| Task requirements |
Please edit the listing below so that each "railway track" becomes "rail line", with nothing else altered.

| Material for this exercise |

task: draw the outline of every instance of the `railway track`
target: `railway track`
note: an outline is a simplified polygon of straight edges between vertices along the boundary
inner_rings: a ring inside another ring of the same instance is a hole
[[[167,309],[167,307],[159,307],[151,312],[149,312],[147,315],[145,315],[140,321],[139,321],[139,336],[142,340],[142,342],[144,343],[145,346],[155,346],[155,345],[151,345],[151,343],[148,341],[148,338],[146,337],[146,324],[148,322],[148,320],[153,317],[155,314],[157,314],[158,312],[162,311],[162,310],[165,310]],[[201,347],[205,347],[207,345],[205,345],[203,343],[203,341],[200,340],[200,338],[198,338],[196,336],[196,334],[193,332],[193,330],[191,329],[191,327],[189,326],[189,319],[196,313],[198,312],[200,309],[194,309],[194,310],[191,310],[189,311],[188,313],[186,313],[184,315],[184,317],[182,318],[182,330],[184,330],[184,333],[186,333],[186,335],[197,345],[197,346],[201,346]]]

| Correct output |
task: draw the outline of every instance of the `rail line`
target: `rail line`
note: an outline is a simplified polygon of straight edges between vertices along the boundary
inner_rings: a ring inside another ring of the same instance is a hole
[[[167,309],[167,307],[159,307],[151,312],[149,312],[147,315],[145,315],[140,321],[139,321],[139,336],[142,340],[142,342],[144,343],[145,346],[155,346],[155,345],[151,345],[151,343],[148,341],[148,338],[146,337],[146,324],[148,322],[148,320],[153,317],[155,314],[157,314],[158,312],[162,311],[162,310],[165,310]],[[201,347],[205,347],[207,345],[205,345],[203,343],[203,341],[200,340],[200,338],[198,338],[196,336],[196,334],[193,332],[193,330],[191,329],[191,327],[189,326],[189,319],[196,313],[198,312],[200,309],[194,309],[194,310],[191,310],[189,311],[188,313],[186,313],[184,315],[184,317],[182,318],[182,330],[184,330],[184,333],[186,333],[186,335],[197,345],[197,346],[201,346]]]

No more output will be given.